--- BEGIN Items ---

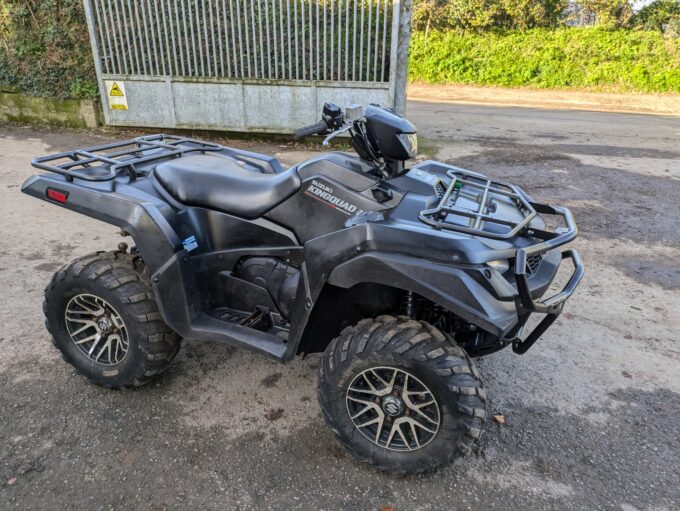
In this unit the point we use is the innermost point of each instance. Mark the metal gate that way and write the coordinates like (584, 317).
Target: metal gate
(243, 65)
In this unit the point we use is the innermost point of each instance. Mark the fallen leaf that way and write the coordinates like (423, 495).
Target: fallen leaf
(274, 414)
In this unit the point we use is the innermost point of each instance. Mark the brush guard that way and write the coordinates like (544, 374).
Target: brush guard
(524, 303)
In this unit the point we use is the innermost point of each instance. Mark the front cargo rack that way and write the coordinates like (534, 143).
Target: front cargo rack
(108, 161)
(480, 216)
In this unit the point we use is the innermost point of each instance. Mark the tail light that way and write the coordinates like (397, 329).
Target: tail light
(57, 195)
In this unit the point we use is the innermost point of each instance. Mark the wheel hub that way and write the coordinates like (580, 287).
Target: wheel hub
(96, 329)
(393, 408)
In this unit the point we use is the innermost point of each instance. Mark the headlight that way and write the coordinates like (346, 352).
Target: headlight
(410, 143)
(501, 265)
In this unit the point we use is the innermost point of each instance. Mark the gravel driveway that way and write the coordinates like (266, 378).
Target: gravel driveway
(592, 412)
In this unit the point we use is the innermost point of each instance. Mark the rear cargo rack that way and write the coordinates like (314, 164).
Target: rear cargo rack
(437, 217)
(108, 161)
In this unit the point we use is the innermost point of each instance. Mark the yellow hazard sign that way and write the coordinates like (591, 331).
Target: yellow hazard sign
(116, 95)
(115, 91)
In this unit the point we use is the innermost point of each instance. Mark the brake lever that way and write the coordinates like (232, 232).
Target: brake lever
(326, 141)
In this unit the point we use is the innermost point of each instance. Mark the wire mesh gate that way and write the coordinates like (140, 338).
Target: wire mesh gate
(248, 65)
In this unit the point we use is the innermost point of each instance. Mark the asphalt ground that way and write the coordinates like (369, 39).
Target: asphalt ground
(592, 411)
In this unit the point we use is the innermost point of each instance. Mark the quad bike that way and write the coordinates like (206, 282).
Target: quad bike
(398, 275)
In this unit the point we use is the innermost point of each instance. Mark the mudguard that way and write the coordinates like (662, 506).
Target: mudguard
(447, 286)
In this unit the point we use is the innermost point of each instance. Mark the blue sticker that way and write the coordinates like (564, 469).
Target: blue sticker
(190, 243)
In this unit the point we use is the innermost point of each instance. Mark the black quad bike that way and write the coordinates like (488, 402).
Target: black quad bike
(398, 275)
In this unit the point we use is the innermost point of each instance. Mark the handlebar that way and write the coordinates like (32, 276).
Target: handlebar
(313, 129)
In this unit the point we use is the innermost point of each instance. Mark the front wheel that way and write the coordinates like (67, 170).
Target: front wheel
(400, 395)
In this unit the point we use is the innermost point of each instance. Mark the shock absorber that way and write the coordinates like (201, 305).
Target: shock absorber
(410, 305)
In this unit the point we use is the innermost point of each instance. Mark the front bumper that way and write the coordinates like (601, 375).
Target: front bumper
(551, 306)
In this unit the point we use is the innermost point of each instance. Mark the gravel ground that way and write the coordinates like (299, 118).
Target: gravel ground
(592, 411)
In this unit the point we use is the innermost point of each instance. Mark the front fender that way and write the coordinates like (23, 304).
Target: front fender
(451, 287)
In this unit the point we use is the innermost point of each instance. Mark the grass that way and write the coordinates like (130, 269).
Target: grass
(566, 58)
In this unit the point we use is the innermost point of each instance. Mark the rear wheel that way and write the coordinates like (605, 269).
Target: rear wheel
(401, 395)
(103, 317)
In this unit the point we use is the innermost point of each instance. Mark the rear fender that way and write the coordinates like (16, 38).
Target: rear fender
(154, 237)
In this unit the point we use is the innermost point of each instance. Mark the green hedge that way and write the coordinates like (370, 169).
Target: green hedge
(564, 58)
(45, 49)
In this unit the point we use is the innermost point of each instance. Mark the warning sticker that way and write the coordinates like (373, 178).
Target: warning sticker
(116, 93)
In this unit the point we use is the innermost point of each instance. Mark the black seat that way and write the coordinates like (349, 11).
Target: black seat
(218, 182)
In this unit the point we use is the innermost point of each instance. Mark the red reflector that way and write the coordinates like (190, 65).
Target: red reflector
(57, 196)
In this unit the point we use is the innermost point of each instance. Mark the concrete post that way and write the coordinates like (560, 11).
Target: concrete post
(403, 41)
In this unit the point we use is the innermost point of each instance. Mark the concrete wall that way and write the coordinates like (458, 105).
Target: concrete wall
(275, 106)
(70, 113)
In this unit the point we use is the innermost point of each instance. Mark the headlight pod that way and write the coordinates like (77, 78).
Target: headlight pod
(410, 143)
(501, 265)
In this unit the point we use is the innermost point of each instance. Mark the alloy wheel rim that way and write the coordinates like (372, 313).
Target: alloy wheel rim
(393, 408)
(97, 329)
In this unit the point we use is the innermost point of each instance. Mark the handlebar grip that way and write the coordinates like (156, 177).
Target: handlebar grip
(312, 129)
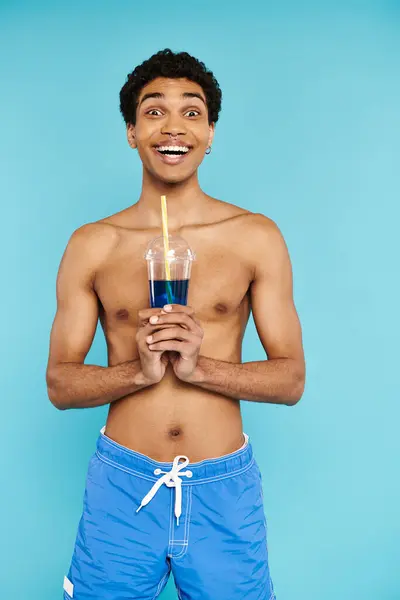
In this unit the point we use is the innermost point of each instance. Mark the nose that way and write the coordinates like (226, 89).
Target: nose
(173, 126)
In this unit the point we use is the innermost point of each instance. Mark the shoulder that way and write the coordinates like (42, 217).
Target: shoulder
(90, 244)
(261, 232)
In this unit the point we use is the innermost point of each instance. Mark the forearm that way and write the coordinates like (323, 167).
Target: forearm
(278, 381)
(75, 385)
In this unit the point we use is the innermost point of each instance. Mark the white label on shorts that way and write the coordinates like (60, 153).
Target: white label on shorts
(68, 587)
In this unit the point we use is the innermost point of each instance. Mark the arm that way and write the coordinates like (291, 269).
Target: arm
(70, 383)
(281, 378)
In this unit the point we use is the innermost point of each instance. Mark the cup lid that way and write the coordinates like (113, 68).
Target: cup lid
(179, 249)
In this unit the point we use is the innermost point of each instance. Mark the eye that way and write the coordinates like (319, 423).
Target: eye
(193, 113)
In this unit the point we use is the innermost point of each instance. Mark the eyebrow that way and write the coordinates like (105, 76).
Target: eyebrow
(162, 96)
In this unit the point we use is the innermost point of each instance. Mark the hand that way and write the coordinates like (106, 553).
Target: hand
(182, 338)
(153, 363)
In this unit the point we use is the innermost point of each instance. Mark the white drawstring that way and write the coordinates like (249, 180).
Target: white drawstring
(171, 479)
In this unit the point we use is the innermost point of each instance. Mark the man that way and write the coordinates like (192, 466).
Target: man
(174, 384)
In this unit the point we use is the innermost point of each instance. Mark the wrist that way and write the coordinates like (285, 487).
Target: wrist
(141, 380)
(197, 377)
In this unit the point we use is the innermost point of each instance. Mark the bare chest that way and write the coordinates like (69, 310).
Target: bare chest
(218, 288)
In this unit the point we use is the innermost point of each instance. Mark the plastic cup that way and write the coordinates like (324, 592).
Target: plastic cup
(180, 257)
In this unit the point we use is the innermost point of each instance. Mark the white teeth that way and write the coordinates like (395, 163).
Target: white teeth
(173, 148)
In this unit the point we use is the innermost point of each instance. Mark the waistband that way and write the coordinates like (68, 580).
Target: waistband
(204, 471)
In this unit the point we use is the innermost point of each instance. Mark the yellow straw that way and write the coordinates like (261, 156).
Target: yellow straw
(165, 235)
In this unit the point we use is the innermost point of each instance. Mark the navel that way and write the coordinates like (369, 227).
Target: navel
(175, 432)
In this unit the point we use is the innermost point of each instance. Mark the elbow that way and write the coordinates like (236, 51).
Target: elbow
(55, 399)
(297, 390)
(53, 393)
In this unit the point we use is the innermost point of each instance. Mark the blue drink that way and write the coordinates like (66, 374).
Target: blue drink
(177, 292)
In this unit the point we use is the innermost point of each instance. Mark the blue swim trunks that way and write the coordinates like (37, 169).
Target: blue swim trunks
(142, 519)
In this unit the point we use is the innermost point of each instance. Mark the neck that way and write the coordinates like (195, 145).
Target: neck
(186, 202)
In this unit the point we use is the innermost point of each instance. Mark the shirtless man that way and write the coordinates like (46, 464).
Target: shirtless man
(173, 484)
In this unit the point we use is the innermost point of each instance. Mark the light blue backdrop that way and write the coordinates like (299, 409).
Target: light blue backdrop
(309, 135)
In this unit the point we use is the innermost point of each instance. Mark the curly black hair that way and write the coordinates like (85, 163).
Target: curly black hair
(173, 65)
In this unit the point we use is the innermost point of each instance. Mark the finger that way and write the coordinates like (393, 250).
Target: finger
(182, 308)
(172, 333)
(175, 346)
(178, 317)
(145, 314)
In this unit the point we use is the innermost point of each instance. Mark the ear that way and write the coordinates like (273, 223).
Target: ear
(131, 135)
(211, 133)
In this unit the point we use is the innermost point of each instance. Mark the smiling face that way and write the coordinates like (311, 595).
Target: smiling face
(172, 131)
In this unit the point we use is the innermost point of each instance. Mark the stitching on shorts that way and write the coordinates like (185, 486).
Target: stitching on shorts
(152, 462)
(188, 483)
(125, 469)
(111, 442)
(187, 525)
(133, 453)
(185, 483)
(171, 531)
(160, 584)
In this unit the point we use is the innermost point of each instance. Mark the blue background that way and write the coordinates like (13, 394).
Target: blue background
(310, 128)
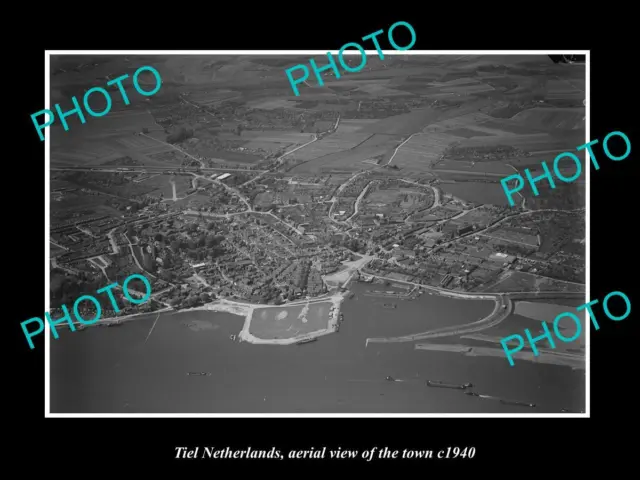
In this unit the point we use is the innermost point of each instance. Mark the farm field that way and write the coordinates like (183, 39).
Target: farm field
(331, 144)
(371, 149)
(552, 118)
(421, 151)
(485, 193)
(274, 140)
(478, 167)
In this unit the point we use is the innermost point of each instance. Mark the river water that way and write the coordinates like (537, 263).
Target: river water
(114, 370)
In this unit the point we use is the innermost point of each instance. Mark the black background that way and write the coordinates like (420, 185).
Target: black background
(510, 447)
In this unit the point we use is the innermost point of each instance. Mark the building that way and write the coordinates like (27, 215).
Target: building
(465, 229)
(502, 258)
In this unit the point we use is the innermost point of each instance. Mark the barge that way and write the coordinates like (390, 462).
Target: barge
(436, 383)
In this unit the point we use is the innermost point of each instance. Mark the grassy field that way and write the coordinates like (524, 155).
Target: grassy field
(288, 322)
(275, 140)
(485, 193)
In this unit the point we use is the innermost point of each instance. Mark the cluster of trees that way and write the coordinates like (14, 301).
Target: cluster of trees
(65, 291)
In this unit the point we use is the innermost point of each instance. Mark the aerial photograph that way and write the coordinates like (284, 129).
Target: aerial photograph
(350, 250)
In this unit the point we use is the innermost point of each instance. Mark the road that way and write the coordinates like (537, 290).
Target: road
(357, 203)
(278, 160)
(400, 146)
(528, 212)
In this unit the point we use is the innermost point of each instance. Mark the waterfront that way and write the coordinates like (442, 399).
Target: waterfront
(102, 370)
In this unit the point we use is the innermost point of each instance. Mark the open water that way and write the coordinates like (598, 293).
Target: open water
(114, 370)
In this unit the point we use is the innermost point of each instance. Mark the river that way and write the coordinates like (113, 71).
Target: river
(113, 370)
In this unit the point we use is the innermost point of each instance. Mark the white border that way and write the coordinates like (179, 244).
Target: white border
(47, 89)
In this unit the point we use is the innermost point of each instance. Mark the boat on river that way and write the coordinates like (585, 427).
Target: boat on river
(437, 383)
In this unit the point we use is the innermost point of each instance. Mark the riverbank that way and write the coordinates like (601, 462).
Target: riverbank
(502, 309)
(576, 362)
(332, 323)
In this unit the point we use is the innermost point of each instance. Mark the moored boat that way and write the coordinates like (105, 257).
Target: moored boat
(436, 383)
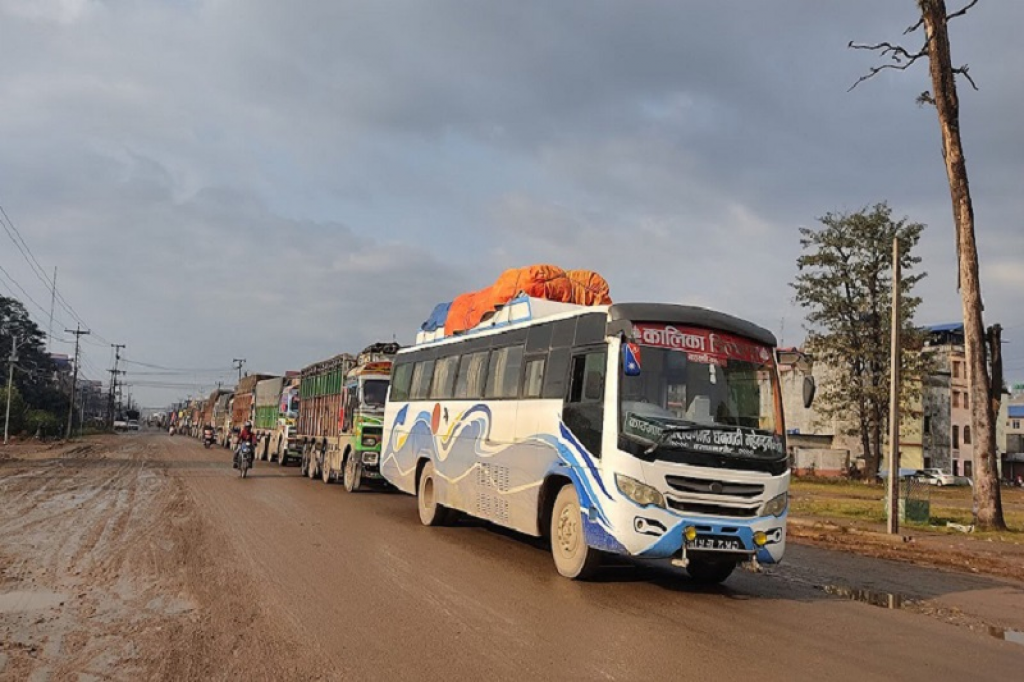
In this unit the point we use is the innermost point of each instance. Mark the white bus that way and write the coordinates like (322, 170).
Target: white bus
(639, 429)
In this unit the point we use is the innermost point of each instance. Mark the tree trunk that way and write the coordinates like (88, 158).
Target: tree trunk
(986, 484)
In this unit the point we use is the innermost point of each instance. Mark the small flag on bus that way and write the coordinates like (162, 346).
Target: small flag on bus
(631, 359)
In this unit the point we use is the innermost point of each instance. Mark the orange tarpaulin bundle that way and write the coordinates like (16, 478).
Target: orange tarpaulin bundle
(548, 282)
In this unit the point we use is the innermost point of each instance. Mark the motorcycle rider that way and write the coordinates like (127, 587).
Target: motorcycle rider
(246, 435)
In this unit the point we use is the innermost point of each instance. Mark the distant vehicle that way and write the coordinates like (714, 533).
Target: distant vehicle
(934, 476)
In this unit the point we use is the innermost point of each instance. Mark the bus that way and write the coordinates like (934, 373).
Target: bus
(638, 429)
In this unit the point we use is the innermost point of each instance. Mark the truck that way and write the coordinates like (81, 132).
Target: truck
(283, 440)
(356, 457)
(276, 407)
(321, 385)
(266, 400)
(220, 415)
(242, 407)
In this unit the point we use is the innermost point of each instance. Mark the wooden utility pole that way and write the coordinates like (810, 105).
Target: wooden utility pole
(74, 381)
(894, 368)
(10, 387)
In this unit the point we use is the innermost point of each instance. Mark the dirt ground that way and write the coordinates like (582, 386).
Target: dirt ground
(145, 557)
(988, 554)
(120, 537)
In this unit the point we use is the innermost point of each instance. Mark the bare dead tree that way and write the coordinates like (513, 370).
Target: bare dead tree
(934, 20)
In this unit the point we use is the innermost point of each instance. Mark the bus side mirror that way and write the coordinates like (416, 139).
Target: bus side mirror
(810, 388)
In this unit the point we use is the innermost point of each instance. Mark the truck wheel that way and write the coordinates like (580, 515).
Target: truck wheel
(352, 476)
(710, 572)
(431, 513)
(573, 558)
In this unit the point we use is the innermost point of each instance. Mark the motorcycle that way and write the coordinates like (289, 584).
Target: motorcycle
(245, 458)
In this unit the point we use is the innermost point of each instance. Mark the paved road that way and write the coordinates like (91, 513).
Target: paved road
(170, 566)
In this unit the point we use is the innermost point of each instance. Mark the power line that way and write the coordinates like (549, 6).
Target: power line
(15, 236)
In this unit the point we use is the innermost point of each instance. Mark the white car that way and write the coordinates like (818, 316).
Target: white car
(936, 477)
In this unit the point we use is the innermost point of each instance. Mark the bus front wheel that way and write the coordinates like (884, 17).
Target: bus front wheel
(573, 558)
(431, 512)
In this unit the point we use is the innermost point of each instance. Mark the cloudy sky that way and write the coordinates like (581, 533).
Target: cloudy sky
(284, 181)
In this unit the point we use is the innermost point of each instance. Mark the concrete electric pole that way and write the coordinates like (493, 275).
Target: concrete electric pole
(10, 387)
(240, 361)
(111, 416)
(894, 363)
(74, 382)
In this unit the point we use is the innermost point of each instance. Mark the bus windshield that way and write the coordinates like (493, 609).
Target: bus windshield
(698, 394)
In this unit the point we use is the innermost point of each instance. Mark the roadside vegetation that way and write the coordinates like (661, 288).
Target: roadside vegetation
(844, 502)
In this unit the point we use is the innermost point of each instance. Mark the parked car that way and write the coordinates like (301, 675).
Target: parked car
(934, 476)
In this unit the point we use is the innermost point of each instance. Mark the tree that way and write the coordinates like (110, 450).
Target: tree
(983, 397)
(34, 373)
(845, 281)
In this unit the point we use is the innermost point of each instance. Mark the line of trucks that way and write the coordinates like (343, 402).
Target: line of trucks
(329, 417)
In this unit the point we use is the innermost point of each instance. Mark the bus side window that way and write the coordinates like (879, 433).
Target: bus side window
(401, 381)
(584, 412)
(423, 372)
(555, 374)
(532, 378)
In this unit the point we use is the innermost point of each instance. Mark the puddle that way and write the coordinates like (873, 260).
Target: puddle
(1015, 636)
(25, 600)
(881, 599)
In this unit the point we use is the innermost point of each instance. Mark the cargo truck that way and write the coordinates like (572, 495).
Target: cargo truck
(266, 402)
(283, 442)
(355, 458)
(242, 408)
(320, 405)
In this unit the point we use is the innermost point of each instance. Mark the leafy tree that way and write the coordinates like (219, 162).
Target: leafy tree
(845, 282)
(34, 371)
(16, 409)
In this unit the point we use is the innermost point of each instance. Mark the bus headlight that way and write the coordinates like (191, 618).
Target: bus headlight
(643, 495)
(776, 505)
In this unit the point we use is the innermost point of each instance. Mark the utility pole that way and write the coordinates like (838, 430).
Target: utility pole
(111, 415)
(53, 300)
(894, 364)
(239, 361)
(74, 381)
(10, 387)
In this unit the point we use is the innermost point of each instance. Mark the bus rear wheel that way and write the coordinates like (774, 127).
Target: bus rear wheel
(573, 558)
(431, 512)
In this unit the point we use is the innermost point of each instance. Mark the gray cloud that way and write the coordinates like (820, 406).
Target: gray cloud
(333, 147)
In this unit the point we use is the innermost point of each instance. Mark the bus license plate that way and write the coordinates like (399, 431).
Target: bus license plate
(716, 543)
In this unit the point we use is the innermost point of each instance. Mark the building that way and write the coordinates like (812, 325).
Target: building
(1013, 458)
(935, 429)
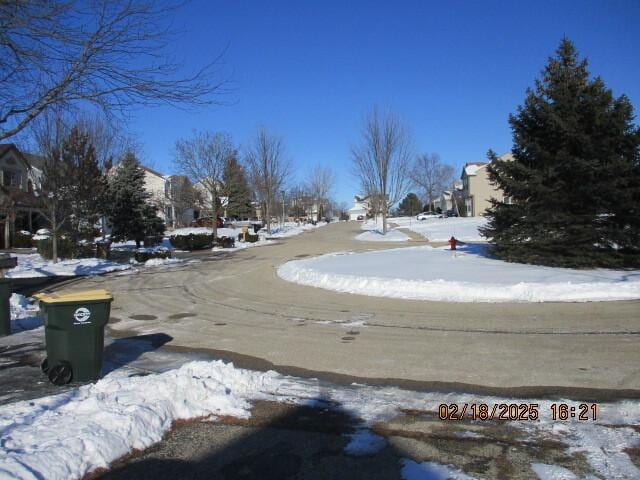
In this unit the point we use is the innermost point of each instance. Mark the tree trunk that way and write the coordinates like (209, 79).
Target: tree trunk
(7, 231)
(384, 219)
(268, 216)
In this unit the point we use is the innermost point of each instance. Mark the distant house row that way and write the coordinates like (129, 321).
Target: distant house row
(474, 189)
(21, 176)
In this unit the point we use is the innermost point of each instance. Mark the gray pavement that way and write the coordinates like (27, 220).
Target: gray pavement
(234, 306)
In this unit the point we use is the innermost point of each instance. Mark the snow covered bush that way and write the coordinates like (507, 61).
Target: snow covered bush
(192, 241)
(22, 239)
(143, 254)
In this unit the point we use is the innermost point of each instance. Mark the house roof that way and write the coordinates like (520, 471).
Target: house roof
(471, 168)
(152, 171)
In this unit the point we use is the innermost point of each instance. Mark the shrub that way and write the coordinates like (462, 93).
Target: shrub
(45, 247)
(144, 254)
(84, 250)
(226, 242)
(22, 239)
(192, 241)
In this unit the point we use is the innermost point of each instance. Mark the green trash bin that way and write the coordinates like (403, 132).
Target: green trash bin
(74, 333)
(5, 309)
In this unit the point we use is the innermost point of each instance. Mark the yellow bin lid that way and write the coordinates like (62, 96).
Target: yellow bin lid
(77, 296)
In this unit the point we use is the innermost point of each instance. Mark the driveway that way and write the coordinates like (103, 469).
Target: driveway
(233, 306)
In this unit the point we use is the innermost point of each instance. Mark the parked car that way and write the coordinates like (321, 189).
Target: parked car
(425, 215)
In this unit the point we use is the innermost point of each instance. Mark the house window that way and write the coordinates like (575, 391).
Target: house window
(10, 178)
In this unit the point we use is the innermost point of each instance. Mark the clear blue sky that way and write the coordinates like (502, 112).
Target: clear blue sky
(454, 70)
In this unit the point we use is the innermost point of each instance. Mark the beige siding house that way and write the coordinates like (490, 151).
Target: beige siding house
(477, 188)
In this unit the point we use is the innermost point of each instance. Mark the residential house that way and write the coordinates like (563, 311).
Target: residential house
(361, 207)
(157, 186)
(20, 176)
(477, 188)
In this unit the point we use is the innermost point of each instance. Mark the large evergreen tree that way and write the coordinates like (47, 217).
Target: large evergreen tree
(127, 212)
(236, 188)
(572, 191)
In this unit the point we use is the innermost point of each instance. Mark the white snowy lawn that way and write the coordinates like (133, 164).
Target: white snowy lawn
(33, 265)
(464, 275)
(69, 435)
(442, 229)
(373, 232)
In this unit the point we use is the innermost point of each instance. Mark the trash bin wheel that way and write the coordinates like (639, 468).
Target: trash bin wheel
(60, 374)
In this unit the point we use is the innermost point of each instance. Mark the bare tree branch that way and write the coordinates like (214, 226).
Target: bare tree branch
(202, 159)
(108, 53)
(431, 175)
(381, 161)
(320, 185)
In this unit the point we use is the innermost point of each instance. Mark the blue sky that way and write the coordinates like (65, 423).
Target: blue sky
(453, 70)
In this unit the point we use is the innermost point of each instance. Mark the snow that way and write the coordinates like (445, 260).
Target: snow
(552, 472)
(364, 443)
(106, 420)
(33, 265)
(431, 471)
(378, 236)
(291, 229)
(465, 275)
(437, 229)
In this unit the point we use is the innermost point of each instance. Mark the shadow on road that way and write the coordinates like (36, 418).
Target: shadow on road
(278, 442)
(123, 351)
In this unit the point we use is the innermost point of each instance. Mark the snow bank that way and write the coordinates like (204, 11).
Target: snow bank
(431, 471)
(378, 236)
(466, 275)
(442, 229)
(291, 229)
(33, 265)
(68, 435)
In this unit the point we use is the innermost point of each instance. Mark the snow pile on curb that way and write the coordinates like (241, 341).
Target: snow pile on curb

--- END Items ---

Each line from the one containing "like (639, 468)." to the final line of the entries above must be returned exactly, and no other line may appear.

# Exercise solution
In this unit the point we use is the innermost point of each instance. Mark the trash bin wheel that way and write the coordinates like (639, 468).
Target: trash bin wheel
(60, 374)
In this unit the point we use is the innermost point of each instance. Mark the bare tree branch that way and write the coordinates like (214, 226).
Target: bare tree branch
(202, 159)
(108, 53)
(431, 175)
(381, 161)
(320, 185)
In this unit the point we use is the innermost point of each instance. Mark the blue sky that way and write the coordinates like (65, 423).
Target: blue sky
(453, 70)
In this unit the point we use is the innermost point of each instance. Mark the snow that way and write the coordinates like (445, 260).
Target: snow
(552, 472)
(364, 443)
(106, 420)
(33, 265)
(431, 471)
(378, 236)
(291, 229)
(465, 275)
(437, 229)
In this unit the point we use is the innermost point of each instance. Mark the shadow on road that way and write the coordinates like (36, 418).
Target: shadow on road
(278, 442)
(123, 351)
In this unit the point we use is the innermost point of each instance. Mark the snow bank that way and write the coordinates like (204, 11).
Target: snow bank
(431, 471)
(378, 236)
(466, 275)
(442, 229)
(291, 229)
(33, 265)
(68, 435)
In this unit the point we use is the innermost point of each instance. Mark the snow pile on curb that way and write the coordinates like (241, 341).
Target: snow pile on curb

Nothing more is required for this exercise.